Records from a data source
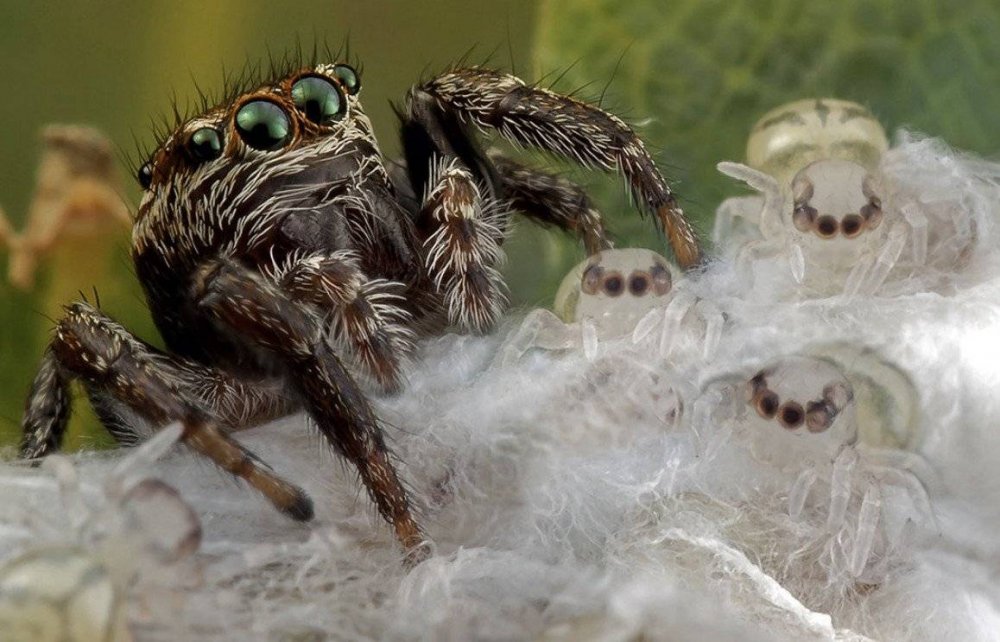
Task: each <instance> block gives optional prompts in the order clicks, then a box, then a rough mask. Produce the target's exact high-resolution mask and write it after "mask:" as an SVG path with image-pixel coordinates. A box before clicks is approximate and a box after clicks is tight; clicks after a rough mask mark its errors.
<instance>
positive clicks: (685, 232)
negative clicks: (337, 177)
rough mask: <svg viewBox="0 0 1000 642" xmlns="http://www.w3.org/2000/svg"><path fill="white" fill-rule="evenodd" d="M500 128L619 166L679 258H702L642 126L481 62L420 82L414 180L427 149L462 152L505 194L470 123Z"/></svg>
mask: <svg viewBox="0 0 1000 642" xmlns="http://www.w3.org/2000/svg"><path fill="white" fill-rule="evenodd" d="M467 122H472V123H474V124H475V125H477V126H478V127H480V128H484V129H486V128H488V129H494V130H496V131H497V132H499V133H500V135H501V136H503V137H504V138H506V139H508V140H510V141H511V142H514V143H516V144H519V145H526V146H532V147H536V148H539V149H541V150H544V151H548V152H553V153H556V154H560V155H562V156H565V157H567V158H570V159H573V160H575V161H577V162H579V163H581V164H582V165H584V166H586V167H591V168H597V169H603V170H608V171H612V170H617V171H620V172H621V173H622V174H623V175H624V176H625V179H626V181H627V184H628V186H629V188H630V191H631V192H632V195H633V197H634V199H635V201H636V203H637V205H638V206H639V207H640V208H642V209H644V210H647V211H649V212H651V213H653V214H655V215H656V217H657V218H658V220H659V221H660V222H661V224H662V225H663V227H664V229H665V230H666V233H667V237H668V239H669V241H670V244H671V246H672V247H673V250H674V254H675V255H676V257H677V261H678V263H680V265H681V266H682V267H685V268H689V267H693V266H695V265H697V264H698V263H699V262H700V261H701V250H700V248H699V246H698V242H697V239H696V237H695V234H694V230H693V228H692V227H691V225H690V224H689V223H688V221H687V219H686V218H685V217H684V213H683V211H682V210H681V209H680V207H679V206H678V204H677V201H676V199H675V198H674V195H673V194H672V193H671V191H670V188H669V187H668V186H667V184H666V181H664V180H663V177H662V176H661V175H660V173H659V171H658V170H657V169H656V165H655V164H654V163H653V160H652V158H651V157H650V156H649V153H648V152H647V151H646V148H645V146H644V145H643V143H642V141H641V140H640V139H639V137H638V136H636V134H635V132H633V131H632V129H631V128H629V127H628V125H626V124H625V123H624V122H623V121H622V120H621V119H619V118H617V117H616V116H614V115H612V114H609V113H607V112H605V111H603V110H601V109H599V108H597V107H594V106H592V105H588V104H586V103H583V102H581V101H578V100H575V99H573V98H570V97H568V96H563V95H560V94H557V93H555V92H552V91H549V90H547V89H541V88H538V87H532V86H529V85H526V84H525V83H524V81H522V80H520V79H519V78H516V77H515V76H511V75H509V74H503V73H500V72H497V71H492V70H489V69H482V68H469V69H456V70H453V71H450V72H447V73H444V74H442V75H440V76H438V77H436V78H434V79H432V80H430V81H429V82H426V83H424V84H423V85H420V86H418V87H414V88H413V89H412V90H411V91H410V94H409V96H408V101H407V113H406V115H405V117H404V124H403V138H404V143H406V147H407V163H408V165H409V167H410V172H411V178H413V179H415V180H413V182H414V183H415V184H419V185H426V184H428V182H427V180H426V176H423V177H422V176H420V175H419V172H421V171H424V170H422V169H421V168H420V164H421V163H420V160H421V158H420V157H421V155H422V154H421V150H423V155H426V150H427V149H428V148H431V149H433V150H434V151H435V152H436V153H437V154H439V155H441V156H445V157H457V158H459V159H461V160H462V162H463V163H464V164H465V165H466V167H468V168H469V169H470V170H471V171H473V172H474V173H475V175H476V177H477V178H479V179H481V180H483V181H485V182H486V183H487V184H489V185H490V186H491V187H492V189H494V190H496V191H497V195H498V196H500V197H504V194H503V188H502V183H503V180H502V178H501V173H502V172H501V168H498V167H496V166H495V165H493V164H492V163H490V161H489V160H488V159H487V158H486V157H485V156H484V155H483V154H482V152H481V151H480V150H479V149H478V146H477V145H476V143H475V141H473V140H472V138H471V136H470V135H469V133H468V132H467V131H466V127H465V123H467Z"/></svg>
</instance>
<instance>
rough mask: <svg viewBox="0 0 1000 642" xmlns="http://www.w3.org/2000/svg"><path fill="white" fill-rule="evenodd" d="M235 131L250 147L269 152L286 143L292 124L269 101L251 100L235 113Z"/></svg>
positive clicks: (278, 106)
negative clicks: (238, 132)
mask: <svg viewBox="0 0 1000 642" xmlns="http://www.w3.org/2000/svg"><path fill="white" fill-rule="evenodd" d="M236 131H238V132H239V133H240V137H241V138H242V139H243V142H245V143H246V144H247V145H249V146H250V147H253V148H254V149H260V150H265V151H270V150H274V149H278V148H279V147H282V146H283V145H284V144H285V143H286V142H287V141H288V138H289V136H290V135H291V132H292V124H291V121H290V120H289V119H288V114H286V113H285V111H284V110H283V109H282V108H281V107H279V106H278V105H276V104H275V103H272V102H271V101H270V100H251V101H250V102H248V103H246V104H245V105H243V106H242V107H240V109H239V111H237V112H236Z"/></svg>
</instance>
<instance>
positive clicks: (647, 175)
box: [21, 64, 700, 549]
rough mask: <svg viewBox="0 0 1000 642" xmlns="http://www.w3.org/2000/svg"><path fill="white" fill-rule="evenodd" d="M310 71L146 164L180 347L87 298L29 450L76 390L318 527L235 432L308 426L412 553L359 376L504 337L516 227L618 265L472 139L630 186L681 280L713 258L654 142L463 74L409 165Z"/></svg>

→ What you need to do: Each record is to be copied word for word, with no images carried over.

→ Exercise solution:
Task: each <instance> block gives optional prompts in the order clicks, then a box, then a rough mask. Produce the target's exact high-resolution mask and write it after "mask:" as an SVG path with image-pixel coordinates. A box before clicks is approximate and a box after clicks is tight; clicks after a rough mask mark its errors.
<instance>
positive clicks: (685, 232)
negative clicks: (337, 177)
rough mask: <svg viewBox="0 0 1000 642" xmlns="http://www.w3.org/2000/svg"><path fill="white" fill-rule="evenodd" d="M500 128L619 166L679 258H702L642 126L481 62L420 82L414 180L427 149L462 152L505 194L470 123Z"/></svg>
mask: <svg viewBox="0 0 1000 642" xmlns="http://www.w3.org/2000/svg"><path fill="white" fill-rule="evenodd" d="M467 122H472V123H474V124H475V125H477V126H478V127H480V128H484V129H486V128H488V129H494V130H496V131H497V132H499V133H500V135H501V136H503V137H504V138H506V139H508V140H510V141H511V142H514V143H516V144H519V145H526V146H532V147H536V148H539V149H541V150H544V151H548V152H553V153H556V154H560V155H562V156H565V157H567V158H570V159H573V160H575V161H577V162H579V163H581V164H582V165H584V166H586V167H591V168H597V169H603V170H608V171H612V170H617V171H620V172H621V173H622V174H623V175H624V176H625V179H626V181H627V184H628V186H629V188H630V191H631V192H632V195H633V197H634V199H635V201H636V203H637V205H638V206H639V207H640V208H642V209H644V210H647V211H649V212H651V213H653V214H655V215H656V217H657V218H658V220H659V221H660V222H661V224H662V225H663V227H664V229H665V230H666V233H667V237H668V239H669V241H670V244H671V246H672V247H673V250H674V254H675V255H676V257H677V261H678V263H680V265H681V266H682V267H685V268H689V267H693V266H695V265H697V264H698V263H699V262H700V261H701V250H700V248H699V246H698V242H697V239H696V237H695V234H694V230H693V228H692V227H691V225H690V224H689V223H688V221H687V219H686V218H685V217H684V213H683V211H682V210H681V209H680V207H679V206H678V204H677V201H676V199H675V198H674V195H673V194H672V193H671V191H670V188H669V187H668V186H667V184H666V181H664V180H663V177H662V176H661V175H660V173H659V171H658V170H657V169H656V165H655V164H654V163H653V160H652V158H651V157H650V156H649V153H648V152H647V151H646V148H645V146H644V145H643V143H642V141H641V140H640V139H639V137H638V136H636V134H635V132H633V131H632V129H631V128H629V127H628V125H626V124H625V123H624V122H623V121H622V120H621V119H619V118H617V117H616V116H614V115H612V114H609V113H607V112H605V111H603V110H601V109H599V108H597V107H594V106H592V105H588V104H586V103H583V102H581V101H578V100H575V99H573V98H570V97H568V96H563V95H560V94H557V93H555V92H552V91H549V90H547V89H541V88H538V87H532V86H529V85H526V84H525V83H524V81H522V80H520V79H519V78H516V77H515V76H511V75H509V74H503V73H500V72H497V71H492V70H489V69H482V68H469V69H456V70H453V71H450V72H447V73H444V74H442V75H440V76H438V77H436V78H434V79H432V80H430V81H429V82H426V83H424V84H423V85H420V86H418V87H414V88H413V89H412V90H411V91H410V94H409V96H408V101H407V113H406V115H405V117H404V124H403V138H404V143H406V147H407V163H408V165H409V167H410V172H411V178H413V179H415V180H413V182H414V183H415V184H419V185H426V184H428V182H427V180H426V176H423V177H422V176H420V175H419V172H421V171H424V170H422V169H421V168H420V164H421V163H420V160H421V158H420V157H421V155H422V154H421V150H423V155H426V150H427V149H428V148H431V149H433V150H434V151H435V152H436V153H437V154H439V155H441V156H445V157H457V158H459V159H461V160H462V162H463V163H464V164H465V165H466V167H468V168H469V169H470V170H471V171H473V172H474V173H475V175H476V177H477V178H479V179H481V180H483V181H485V182H486V183H487V184H489V185H490V186H491V187H492V189H494V190H496V191H497V195H498V196H500V197H504V194H503V188H502V183H503V180H502V178H501V173H502V172H501V168H498V167H496V166H495V165H493V164H492V163H490V161H489V160H488V159H487V158H486V157H485V156H484V155H483V154H482V152H481V151H480V150H479V149H478V146H477V145H476V143H475V141H473V140H472V138H471V136H470V135H469V133H468V132H467V131H466V127H465V123H467Z"/></svg>
</instance>
<instance>
rough mask: <svg viewBox="0 0 1000 642" xmlns="http://www.w3.org/2000/svg"><path fill="white" fill-rule="evenodd" d="M235 131L250 147L269 152L286 143L292 124L269 101L251 100L235 113Z"/></svg>
positive clicks: (278, 106)
negative clicks: (238, 132)
mask: <svg viewBox="0 0 1000 642" xmlns="http://www.w3.org/2000/svg"><path fill="white" fill-rule="evenodd" d="M236 131H238V132H239V133H240V137H241V138H242V139H243V142H245V143H246V144H247V145H249V146H250V147H253V148H254V149H260V150H265V151H270V150H274V149H278V148H279V147H282V146H283V145H284V144H285V143H286V142H287V141H288V138H289V136H290V135H291V132H292V124H291V121H290V120H289V119H288V114H286V113H285V111H284V110H283V109H282V108H281V107H279V106H278V105H276V104H275V103H272V102H271V101H270V100H251V101H250V102H248V103H246V104H245V105H243V106H242V107H240V109H239V111H237V112H236Z"/></svg>
</instance>
<instance>
positive clicks: (647, 175)
box: [21, 64, 700, 549]
rough mask: <svg viewBox="0 0 1000 642" xmlns="http://www.w3.org/2000/svg"><path fill="white" fill-rule="evenodd" d="M310 71L146 164L180 347L87 298L29 450L76 390L318 527L235 432L308 426L412 553L359 376L504 337L516 227L618 265L472 139L630 186L681 280L713 258L654 142L463 74L409 165Z"/></svg>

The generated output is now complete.